[Data excerpts]
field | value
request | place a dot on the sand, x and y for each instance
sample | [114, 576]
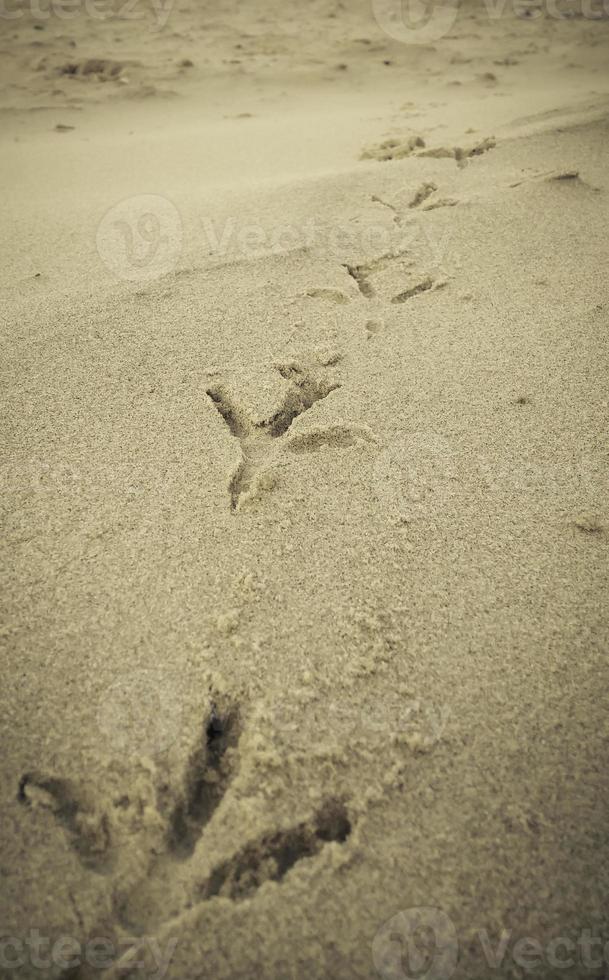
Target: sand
[305, 471]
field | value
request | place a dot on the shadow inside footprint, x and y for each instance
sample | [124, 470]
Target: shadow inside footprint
[208, 773]
[88, 832]
[272, 856]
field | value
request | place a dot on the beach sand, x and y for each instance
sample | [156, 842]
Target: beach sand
[305, 471]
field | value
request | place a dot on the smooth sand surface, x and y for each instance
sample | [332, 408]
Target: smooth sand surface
[305, 494]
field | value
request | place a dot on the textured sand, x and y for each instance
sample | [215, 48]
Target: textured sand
[304, 492]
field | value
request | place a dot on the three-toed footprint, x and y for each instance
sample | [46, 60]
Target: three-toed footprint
[165, 873]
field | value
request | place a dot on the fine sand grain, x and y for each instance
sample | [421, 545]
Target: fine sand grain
[305, 494]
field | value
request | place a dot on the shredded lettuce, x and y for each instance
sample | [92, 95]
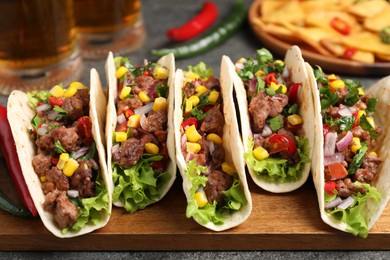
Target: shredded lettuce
[276, 169]
[233, 201]
[138, 186]
[356, 216]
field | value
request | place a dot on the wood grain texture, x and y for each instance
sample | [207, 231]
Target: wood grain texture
[278, 222]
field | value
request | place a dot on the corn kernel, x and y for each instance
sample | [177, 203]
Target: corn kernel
[273, 86]
[194, 99]
[160, 104]
[120, 136]
[143, 97]
[70, 167]
[214, 138]
[228, 168]
[125, 92]
[188, 107]
[284, 88]
[200, 89]
[77, 84]
[160, 73]
[193, 147]
[151, 148]
[64, 157]
[260, 153]
[213, 96]
[200, 198]
[356, 144]
[57, 91]
[337, 84]
[134, 121]
[371, 121]
[70, 91]
[279, 62]
[121, 71]
[260, 73]
[192, 135]
[295, 119]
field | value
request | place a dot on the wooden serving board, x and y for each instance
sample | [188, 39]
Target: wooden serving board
[278, 222]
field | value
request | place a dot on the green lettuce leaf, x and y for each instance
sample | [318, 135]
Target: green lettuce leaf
[138, 186]
[276, 169]
[355, 216]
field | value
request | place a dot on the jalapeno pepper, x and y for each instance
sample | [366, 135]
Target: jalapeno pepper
[7, 146]
[196, 25]
[212, 38]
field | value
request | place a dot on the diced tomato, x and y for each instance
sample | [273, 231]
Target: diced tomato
[330, 186]
[282, 142]
[271, 78]
[56, 101]
[335, 171]
[85, 127]
[54, 160]
[190, 121]
[293, 93]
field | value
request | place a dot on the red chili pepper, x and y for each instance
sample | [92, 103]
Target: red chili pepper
[7, 146]
[56, 101]
[349, 52]
[196, 25]
[293, 93]
[190, 121]
[330, 186]
[271, 78]
[282, 142]
[85, 125]
[340, 25]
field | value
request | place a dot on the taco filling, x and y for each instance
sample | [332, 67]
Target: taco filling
[276, 148]
[139, 153]
[66, 158]
[350, 160]
[215, 186]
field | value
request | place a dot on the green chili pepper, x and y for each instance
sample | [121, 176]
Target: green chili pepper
[214, 37]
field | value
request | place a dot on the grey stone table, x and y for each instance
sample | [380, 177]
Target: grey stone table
[159, 16]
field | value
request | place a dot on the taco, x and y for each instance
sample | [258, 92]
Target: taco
[350, 164]
[58, 139]
[276, 107]
[208, 148]
[139, 131]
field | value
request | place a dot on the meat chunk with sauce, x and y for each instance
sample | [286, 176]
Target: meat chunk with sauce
[128, 153]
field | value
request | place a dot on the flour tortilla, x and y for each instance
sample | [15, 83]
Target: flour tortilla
[296, 66]
[381, 90]
[19, 117]
[167, 61]
[231, 143]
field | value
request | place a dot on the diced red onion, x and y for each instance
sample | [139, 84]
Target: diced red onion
[80, 152]
[345, 111]
[121, 119]
[72, 193]
[344, 142]
[42, 107]
[330, 144]
[346, 203]
[336, 157]
[42, 130]
[144, 109]
[334, 203]
[267, 131]
[52, 115]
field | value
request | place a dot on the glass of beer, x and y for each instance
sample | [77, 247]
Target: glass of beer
[108, 25]
[37, 44]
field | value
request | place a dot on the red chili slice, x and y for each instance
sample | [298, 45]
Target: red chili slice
[282, 142]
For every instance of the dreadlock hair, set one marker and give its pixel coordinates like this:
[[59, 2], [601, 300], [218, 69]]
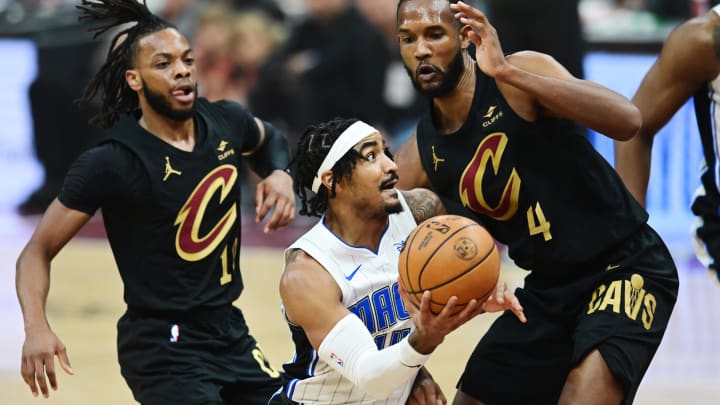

Work request: Output each record above exactly as it stands, excluding all pictures.

Answer for this exercise:
field | value
request | place a dot on the sand, x and y for each instance
sample | [114, 576]
Target: sand
[305, 471]
field | value
request | place a dot on the shadow inside footprint, x and y for each instance
sample | [124, 470]
Target: shadow inside footprint
[208, 773]
[88, 832]
[272, 856]
field | value
request | place a dot on the beach sand, x and y for each instance
sample | [156, 842]
Target: beach sand
[305, 471]
field | value
request | place a dot on the smooth sand surface, x and y for each instance
sample | [332, 408]
Target: smooth sand surface
[305, 494]
field | value
request | place a dot on the textured sand, x and y for each instance
sample | [215, 48]
Target: textured sand
[304, 492]
field | value
request | place a dot on the three-toed footprint, x and y for each instance
sample | [46, 60]
Target: three-toed footprint
[165, 873]
field | value
request | place a dot on the fine sand grain, x and y for each instance
sample | [421, 545]
Target: fine sand grain
[305, 494]
field | value
request | place a dot on the shredded lettuce, x and y for each instance
sample | [92, 95]
Target: shredded lettuce
[276, 169]
[233, 201]
[138, 186]
[356, 216]
field | value
request | place a dot on the wood grain texture, x and y for each instance
sample | [207, 231]
Target: wood grain texture
[278, 222]
field | value
request | place a dot on the corn kernel, x and y for each instance
sample | [177, 203]
Target: corn kernel
[273, 86]
[194, 99]
[160, 104]
[120, 136]
[143, 97]
[70, 167]
[214, 138]
[228, 168]
[125, 92]
[188, 107]
[284, 88]
[200, 89]
[77, 84]
[160, 73]
[193, 147]
[151, 148]
[64, 157]
[260, 153]
[213, 96]
[200, 198]
[356, 144]
[57, 91]
[337, 84]
[134, 121]
[371, 121]
[70, 91]
[279, 62]
[121, 71]
[260, 73]
[192, 135]
[295, 119]
field | value
request | place a dot on the wooden serving board, x and y for each instance
sample | [188, 39]
Target: wooden serving board
[278, 222]
field | value
request | place a dot on the green lettuce leaf, x and y for each instance
sample | [318, 135]
Target: green lettuce leaf
[138, 186]
[276, 169]
[355, 216]
field | value
request | place a dot on the jalapeno pepper, x and y for each instance
sample | [366, 135]
Target: jalapeno pepper
[7, 146]
[196, 25]
[212, 38]
field | value
request | place a dot on the diced tomato, x and y for each instance
sample | [273, 231]
Target: diced tomato
[330, 186]
[282, 142]
[271, 78]
[56, 101]
[335, 171]
[85, 127]
[54, 160]
[190, 121]
[293, 93]
field | value
request | place a dot on the red chili pepper, x and y for each instance
sample | [92, 103]
Target: red chili pepper
[7, 146]
[56, 101]
[349, 52]
[196, 25]
[293, 93]
[190, 121]
[330, 186]
[271, 78]
[282, 142]
[85, 125]
[340, 25]
field | value
request | place a dot on the taco filling, x and y for each instance
sample | [332, 67]
Target: taco filling
[276, 148]
[139, 153]
[66, 158]
[350, 160]
[215, 186]
field | value
request | place a dot on the green chili pepper, x and y for each instance
sample | [121, 176]
Target: green chili pepper
[214, 37]
field | value
request | place a dot on the grey stone table, x and y for each instance
sample | [380, 177]
Target: grey stone table
[159, 16]
field | value
request | place a dot on the taco, x and y for each instance
sample | [258, 92]
Target: taco
[350, 164]
[58, 139]
[276, 107]
[208, 148]
[139, 131]
field | value
request | place a dot on the meat chunk with sauce, x and y for each instance
sample | [286, 176]
Target: meat chunk with sauce
[128, 153]
field | value
request | place a dot on the flour tortilla, x and y for each instance
sample | [15, 83]
Target: flour tortilla
[296, 66]
[381, 90]
[19, 117]
[167, 61]
[231, 143]
field | value
request | place a dot on the diced red onion, x and y for each instance
sample | [139, 84]
Target: diced red onion
[80, 152]
[345, 111]
[121, 119]
[72, 193]
[344, 142]
[42, 107]
[330, 144]
[346, 203]
[336, 157]
[42, 130]
[144, 109]
[334, 203]
[267, 131]
[52, 115]
field | value
request | place a dot on the glass of beer, x and y for each instance
sample | [77, 247]
Target: glass of beer
[108, 25]
[37, 44]
field | value
request | place a dot on the red chili slice, x and y for each instance
sample | [298, 45]
Target: red chili slice
[282, 142]
For every instance of the dreadlock hair, set one marker and give its pixel coordinates like this:
[[59, 2], [601, 300], [218, 69]]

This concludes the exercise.